** SOURCE MATERIAL follows **
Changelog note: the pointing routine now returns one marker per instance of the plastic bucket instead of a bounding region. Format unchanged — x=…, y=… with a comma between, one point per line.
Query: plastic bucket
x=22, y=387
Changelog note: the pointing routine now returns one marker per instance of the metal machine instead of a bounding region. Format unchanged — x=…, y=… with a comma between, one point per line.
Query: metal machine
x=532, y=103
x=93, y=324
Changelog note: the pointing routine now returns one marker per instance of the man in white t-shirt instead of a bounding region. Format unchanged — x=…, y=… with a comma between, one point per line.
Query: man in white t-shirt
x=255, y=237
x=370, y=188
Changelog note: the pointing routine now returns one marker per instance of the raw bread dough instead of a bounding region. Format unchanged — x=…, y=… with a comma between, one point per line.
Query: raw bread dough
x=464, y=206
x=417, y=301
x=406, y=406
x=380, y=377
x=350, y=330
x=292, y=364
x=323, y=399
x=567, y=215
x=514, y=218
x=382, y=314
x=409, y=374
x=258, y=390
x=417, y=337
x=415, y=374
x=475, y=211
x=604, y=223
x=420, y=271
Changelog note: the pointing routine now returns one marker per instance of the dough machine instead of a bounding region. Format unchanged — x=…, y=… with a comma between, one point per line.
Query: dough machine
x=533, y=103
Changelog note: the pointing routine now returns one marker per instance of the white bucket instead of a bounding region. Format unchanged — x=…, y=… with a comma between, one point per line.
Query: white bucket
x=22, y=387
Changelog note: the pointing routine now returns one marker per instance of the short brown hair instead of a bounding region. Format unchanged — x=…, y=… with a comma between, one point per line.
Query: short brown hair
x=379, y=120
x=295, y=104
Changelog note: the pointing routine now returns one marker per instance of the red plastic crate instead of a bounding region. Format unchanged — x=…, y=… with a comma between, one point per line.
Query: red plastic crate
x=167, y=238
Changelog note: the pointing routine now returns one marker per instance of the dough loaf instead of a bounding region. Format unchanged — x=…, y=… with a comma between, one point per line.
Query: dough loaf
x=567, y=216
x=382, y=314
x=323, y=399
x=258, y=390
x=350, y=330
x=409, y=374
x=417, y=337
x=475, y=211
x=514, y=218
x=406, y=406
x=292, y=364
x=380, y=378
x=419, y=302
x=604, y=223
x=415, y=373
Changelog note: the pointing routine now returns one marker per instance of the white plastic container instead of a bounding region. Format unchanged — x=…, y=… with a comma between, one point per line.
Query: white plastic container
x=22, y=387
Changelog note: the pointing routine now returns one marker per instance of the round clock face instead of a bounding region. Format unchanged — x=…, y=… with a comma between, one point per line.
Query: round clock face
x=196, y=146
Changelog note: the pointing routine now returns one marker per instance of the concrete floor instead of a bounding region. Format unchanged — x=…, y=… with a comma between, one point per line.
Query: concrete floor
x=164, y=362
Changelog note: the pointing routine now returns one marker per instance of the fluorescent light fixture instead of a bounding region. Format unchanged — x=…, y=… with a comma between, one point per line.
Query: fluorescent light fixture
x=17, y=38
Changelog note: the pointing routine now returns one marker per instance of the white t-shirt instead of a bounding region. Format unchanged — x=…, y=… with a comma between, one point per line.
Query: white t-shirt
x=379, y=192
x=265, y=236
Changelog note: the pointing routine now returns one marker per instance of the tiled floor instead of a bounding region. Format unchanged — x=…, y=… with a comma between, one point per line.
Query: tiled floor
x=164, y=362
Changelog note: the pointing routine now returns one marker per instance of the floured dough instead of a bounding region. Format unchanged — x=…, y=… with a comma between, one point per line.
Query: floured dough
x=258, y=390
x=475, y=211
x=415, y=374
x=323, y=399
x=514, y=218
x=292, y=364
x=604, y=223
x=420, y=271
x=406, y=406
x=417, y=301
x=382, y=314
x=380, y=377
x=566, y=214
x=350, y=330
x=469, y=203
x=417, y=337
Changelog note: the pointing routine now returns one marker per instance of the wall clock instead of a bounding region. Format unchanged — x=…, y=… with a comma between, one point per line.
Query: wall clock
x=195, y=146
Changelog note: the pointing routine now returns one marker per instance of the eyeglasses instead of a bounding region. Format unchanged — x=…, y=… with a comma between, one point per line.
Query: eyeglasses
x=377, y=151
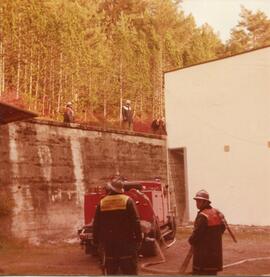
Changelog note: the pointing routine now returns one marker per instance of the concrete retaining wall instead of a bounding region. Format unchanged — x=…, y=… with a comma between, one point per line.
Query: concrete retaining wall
x=46, y=168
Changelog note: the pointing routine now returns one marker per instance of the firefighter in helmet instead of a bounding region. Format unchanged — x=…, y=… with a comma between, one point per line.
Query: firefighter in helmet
x=117, y=229
x=206, y=238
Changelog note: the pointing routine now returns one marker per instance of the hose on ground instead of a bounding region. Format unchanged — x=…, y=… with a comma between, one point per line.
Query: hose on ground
x=145, y=266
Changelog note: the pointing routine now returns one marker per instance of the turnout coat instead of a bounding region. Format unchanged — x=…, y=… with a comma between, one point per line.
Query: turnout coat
x=206, y=240
x=117, y=226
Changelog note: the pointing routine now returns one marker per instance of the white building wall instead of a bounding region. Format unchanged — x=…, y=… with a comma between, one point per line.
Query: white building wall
x=225, y=102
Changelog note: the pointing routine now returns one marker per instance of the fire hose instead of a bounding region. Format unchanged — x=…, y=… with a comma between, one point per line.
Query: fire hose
x=145, y=266
x=188, y=257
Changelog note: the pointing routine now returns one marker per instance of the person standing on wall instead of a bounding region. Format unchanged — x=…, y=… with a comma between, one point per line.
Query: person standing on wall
x=206, y=238
x=127, y=116
x=117, y=229
x=69, y=113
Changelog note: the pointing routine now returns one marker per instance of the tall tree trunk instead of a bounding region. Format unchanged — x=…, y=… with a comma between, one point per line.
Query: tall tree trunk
x=121, y=87
x=37, y=83
x=19, y=62
x=60, y=83
x=1, y=68
x=50, y=82
x=30, y=75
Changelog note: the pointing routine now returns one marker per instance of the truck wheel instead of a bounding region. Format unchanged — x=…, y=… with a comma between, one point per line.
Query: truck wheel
x=148, y=248
x=172, y=225
x=88, y=248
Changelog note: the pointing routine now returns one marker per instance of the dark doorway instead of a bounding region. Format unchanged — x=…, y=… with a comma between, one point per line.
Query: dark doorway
x=177, y=178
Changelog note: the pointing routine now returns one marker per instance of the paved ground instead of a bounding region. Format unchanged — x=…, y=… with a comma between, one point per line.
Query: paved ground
x=69, y=259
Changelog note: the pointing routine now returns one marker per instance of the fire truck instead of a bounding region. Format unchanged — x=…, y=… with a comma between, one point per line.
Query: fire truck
x=157, y=219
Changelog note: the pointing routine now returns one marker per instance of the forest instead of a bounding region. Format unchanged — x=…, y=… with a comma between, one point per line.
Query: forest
x=98, y=53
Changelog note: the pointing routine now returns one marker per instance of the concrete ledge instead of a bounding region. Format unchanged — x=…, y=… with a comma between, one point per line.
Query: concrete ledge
x=95, y=128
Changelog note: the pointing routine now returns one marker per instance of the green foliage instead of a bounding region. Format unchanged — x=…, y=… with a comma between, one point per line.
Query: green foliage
x=97, y=53
x=252, y=31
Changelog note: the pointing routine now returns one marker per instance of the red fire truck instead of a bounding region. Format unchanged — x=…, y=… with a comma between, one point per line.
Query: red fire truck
x=153, y=204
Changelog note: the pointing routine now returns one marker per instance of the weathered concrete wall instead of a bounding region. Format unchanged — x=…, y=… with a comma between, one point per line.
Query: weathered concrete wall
x=47, y=167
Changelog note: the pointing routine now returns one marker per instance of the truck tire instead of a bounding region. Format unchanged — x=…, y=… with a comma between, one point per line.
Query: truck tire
x=148, y=248
x=172, y=225
x=88, y=248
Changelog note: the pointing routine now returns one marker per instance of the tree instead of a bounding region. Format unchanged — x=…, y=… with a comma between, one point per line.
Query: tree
x=252, y=31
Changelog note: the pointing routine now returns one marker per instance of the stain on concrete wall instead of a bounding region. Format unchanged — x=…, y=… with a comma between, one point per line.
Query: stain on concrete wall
x=47, y=167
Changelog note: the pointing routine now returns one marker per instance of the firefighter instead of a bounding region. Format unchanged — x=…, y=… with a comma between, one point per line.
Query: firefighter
x=117, y=229
x=127, y=114
x=206, y=238
x=69, y=113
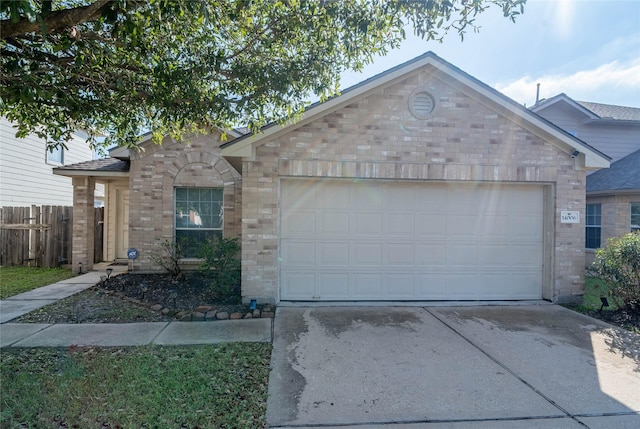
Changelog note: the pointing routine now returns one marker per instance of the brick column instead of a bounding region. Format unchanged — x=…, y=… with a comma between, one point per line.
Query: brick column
x=83, y=224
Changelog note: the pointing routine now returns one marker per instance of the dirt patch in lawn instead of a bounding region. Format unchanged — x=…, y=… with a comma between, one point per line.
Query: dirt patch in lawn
x=622, y=318
x=140, y=298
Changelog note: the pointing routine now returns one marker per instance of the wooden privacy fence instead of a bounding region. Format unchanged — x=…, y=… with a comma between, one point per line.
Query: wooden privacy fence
x=41, y=235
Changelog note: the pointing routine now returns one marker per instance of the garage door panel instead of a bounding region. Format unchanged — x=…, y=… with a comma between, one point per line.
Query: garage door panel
x=411, y=241
x=431, y=226
x=527, y=227
x=333, y=285
x=397, y=255
x=524, y=255
x=430, y=200
x=398, y=286
x=299, y=254
x=365, y=254
x=366, y=285
x=461, y=256
x=462, y=226
x=299, y=223
x=366, y=224
x=332, y=223
x=430, y=255
x=333, y=254
x=296, y=285
x=399, y=224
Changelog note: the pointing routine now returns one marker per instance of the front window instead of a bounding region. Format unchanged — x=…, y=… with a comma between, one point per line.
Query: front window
x=593, y=226
x=635, y=217
x=199, y=217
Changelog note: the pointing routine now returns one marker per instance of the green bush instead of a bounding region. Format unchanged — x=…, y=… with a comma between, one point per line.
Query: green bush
x=618, y=266
x=222, y=262
x=169, y=255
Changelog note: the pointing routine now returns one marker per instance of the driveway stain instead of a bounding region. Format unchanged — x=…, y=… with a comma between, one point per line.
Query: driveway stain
x=336, y=321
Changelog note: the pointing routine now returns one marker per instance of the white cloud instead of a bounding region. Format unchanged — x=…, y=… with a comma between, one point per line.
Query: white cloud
x=613, y=83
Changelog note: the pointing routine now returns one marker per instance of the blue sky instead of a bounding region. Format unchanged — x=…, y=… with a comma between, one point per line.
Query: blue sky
x=588, y=49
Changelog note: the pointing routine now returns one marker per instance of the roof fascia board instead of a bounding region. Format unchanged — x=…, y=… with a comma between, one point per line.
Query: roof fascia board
x=612, y=192
x=564, y=98
x=89, y=173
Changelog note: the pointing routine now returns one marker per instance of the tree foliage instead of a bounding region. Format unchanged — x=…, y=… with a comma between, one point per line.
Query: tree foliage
x=117, y=67
x=618, y=265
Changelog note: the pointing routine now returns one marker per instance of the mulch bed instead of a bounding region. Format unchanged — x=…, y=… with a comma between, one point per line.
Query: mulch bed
x=148, y=298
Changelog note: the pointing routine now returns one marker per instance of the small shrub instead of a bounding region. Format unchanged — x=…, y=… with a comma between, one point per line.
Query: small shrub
x=169, y=255
x=618, y=266
x=222, y=263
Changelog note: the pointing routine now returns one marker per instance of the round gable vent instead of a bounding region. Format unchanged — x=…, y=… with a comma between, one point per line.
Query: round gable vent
x=421, y=104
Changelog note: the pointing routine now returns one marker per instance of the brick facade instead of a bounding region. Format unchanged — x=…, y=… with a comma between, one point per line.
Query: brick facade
x=157, y=171
x=82, y=253
x=376, y=137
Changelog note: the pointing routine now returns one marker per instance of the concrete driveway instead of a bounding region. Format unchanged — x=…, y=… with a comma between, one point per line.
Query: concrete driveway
x=536, y=366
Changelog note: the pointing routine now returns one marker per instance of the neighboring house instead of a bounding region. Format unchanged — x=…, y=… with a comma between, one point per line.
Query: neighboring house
x=613, y=202
x=25, y=169
x=421, y=183
x=613, y=195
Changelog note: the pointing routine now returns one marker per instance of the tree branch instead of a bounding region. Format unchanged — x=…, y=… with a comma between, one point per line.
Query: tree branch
x=55, y=21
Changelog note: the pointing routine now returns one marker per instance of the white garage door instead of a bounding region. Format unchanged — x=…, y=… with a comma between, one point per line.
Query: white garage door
x=372, y=240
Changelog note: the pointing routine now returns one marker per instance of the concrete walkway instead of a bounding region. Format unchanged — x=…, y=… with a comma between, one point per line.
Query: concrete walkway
x=112, y=334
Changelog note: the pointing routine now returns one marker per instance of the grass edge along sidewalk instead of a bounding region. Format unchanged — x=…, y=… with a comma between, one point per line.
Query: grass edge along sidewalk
x=149, y=386
x=16, y=280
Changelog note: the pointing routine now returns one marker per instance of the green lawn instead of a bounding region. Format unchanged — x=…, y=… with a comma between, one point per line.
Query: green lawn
x=593, y=290
x=15, y=280
x=221, y=386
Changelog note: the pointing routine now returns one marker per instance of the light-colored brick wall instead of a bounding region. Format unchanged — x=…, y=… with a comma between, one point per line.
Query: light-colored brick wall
x=82, y=253
x=154, y=175
x=377, y=138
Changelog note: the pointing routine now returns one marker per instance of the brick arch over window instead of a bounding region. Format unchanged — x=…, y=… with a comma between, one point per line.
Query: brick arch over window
x=154, y=175
x=206, y=170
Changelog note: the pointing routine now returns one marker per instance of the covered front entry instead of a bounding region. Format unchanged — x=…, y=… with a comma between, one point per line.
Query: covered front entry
x=347, y=240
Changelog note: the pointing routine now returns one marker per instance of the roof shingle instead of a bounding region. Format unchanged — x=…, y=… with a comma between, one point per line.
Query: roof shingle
x=609, y=111
x=623, y=175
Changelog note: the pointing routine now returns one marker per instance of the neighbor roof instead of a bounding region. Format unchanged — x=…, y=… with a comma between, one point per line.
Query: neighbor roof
x=609, y=111
x=596, y=112
x=623, y=175
x=244, y=146
x=98, y=167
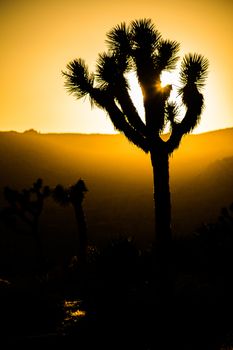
** End of SOURCE MATERIAL **
## WHAT YOU SHOULD DO
With the first line being the one containing "Query: mulch bed" and the last line the one containing "the concrete driveway", transcribe exactly the lines above that fall in that range.

## TASK RESULT
Query: mulch bed
x=148, y=298
Changelog note: the pointing routine now returns one marker per instance of the small shrub instead of a bounding region. Format unchanged — x=…, y=… with a comma between, one point per line.
Query: small shrub
x=169, y=255
x=618, y=266
x=222, y=263
Changelog note: the pointing routine now returns one marker per instance of the round gable vent instead of a bounding region. Format unchanged — x=…, y=… with a comma between, one point per line.
Query: round gable vent
x=421, y=104
Changelog note: the pointing routine now returns one marker per instance of the brick facade instead of a bounding region. Format unchanged — x=…, y=… with a comma between, one point per line.
Query: brick facade
x=157, y=171
x=82, y=253
x=376, y=137
Changelog note: the pointing routine now returns one marker per instance of the concrete driveway instead of a bounding region. Format unchanged — x=…, y=… with a comma between, one point per line.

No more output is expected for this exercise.